Short problem> Reproduce the material below line for line, leaving out the pictures.

─── Data extract ───

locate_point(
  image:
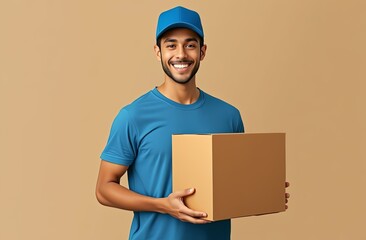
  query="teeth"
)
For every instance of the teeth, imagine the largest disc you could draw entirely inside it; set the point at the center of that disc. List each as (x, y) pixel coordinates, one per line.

───

Solution to this task>
locate_point(
  image:
  query="teeth"
)
For every instance of the teeth, imagine the largest disc you could draw entirely inside it; set the point at the center of that disc. List each as (x, y) pixel coordinates, one per line.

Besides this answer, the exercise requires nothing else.